— AVAILABLE RECORDS —
::::::::::

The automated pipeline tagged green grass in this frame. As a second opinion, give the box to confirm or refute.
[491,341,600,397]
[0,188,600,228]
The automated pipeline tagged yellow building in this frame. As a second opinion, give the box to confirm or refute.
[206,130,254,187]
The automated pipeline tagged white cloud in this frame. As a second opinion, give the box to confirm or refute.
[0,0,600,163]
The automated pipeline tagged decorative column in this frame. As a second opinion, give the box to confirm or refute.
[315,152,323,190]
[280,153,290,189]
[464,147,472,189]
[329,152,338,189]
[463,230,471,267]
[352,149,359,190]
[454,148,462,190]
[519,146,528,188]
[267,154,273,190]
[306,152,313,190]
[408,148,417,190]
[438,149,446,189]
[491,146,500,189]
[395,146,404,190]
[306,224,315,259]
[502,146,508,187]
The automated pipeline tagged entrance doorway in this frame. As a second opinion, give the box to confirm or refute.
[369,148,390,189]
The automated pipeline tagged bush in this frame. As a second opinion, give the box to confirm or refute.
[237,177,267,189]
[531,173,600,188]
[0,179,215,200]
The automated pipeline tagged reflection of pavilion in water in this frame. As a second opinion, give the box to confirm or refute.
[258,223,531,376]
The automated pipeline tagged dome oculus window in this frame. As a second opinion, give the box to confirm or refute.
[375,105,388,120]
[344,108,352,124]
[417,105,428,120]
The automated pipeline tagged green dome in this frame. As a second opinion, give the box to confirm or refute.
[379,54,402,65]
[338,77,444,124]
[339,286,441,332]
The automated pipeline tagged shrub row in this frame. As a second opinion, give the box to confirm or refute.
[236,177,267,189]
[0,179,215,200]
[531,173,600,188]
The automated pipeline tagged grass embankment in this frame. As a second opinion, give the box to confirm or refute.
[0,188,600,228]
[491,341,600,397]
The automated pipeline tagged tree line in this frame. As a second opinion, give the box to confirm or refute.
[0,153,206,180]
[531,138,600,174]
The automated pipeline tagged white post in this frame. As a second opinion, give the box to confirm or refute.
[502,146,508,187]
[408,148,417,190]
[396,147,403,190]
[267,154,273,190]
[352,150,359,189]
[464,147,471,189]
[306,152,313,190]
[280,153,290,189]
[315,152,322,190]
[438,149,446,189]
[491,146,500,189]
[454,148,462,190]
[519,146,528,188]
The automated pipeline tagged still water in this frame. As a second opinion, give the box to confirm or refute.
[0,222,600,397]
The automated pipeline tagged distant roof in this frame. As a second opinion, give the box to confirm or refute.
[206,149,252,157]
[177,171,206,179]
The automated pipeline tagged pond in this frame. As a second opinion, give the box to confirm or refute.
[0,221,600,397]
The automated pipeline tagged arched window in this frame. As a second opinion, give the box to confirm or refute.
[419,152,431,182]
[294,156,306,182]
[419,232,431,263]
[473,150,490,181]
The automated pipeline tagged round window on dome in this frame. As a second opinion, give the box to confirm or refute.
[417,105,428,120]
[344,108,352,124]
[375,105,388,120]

::::::::::

— DIRECTION —
Put all the lines above into a two-column CSV with the columns text and answer. Make one row for each line beginning "The automated pipeline tagged", putting that line in text and the lines that follow it, up to the next such line, in answer, with each field quoted and line breaks turned into spaces.

— FINISHED EXERCISE —
text,answer
"The automated pipeline tagged green grass in this frame. As a second opinion, give the box to confirm or refute.","[491,341,600,397] [0,188,600,228]"
"The automated pipeline tagged yellow building in this frame. As a second opinion, give the box to confirm or refute.","[206,130,254,187]"
"The automated pipeline tagged white cloud in this frame. As a second opinion, give the box to confirm or refute.","[0,0,600,163]"
"The automated pipeline tagged decorative column in this frame. As a second opinion, give the box to confirm or refute.","[315,152,323,190] [280,153,290,189] [464,147,472,189] [329,152,338,189] [463,230,471,267] [352,149,359,190] [454,148,462,190] [519,146,528,188] [267,154,273,190] [306,152,313,190] [408,148,417,190] [438,149,446,189] [491,146,500,189] [395,146,404,190] [306,224,315,259] [502,146,508,187]"
"The automated pipeline tagged entrance doorway in this frame. As a second opinion, give the box to confirm or refute.","[369,148,390,189]"
"The automated pipeline tagged bush in this frame. As a second opinion, give the box to confirm or refute.","[237,177,267,189] [531,173,600,188] [0,179,215,200]"
"The automated pipeline tagged reflection of pavilion in water in this frame. As a second opinion, give the box to confirm or refute.","[258,223,531,376]"
"The automated pipeline tagged dome oculus window in this frame. As a second opinion, give the box to confirm or refute.","[375,105,388,120] [344,108,352,124] [417,105,428,120]"
"The automated pipeline tagged green dome in this frame. As a second opinion, give the box to confirm or refute.","[379,54,402,65] [338,77,444,124] [339,286,441,332]"
"The automated pipeline tagged shrub row in this frame. As a second opinion, give the box to confirm or refute.","[236,177,267,189] [0,179,215,200] [531,173,600,188]"
"The automated pipeline tagged grass embankment in this frame. As a second opinion, give the box to confirm or refute.","[0,188,600,228] [491,341,600,397]"
"The automated pipeline tagged tree line in this frame. As a second opinion, give the box to confirm or refute.","[0,153,206,180] [531,138,600,174]"
"The automated pipeline tagged white post in this frame. As a second opinion, give the box to confirm or refute.","[502,146,508,187] [408,148,417,190] [396,147,403,190] [267,154,273,190] [352,150,359,189] [464,147,471,189] [306,152,313,190] [280,153,290,189] [315,152,322,190] [438,149,446,189] [491,146,500,189] [454,148,462,190] [519,146,528,188]"
"The automated pipeline tagged still water in this frame. As a second opinion, give the box to confirm or refute.","[0,222,600,397]"
"The automated pipeline tagged distant roof in this frame. As a second opinion, give the box to confirm or refute.","[206,149,252,157] [177,171,206,179]"
"The automated pipeline tagged pond in this frame. As a second opinion, give the box to confirm or refute.","[0,221,600,397]"
"The automated pipeline tagged arched window in this frame. As a second opinion, give the box to confirm or refute.","[419,152,431,182] [294,156,306,182] [419,232,431,263] [473,150,490,181]"
"The automated pipeline tagged round window on dome in this frame. As a second opinion, give the box to confirm or refute.","[417,105,428,120] [344,108,352,124] [375,105,388,120]"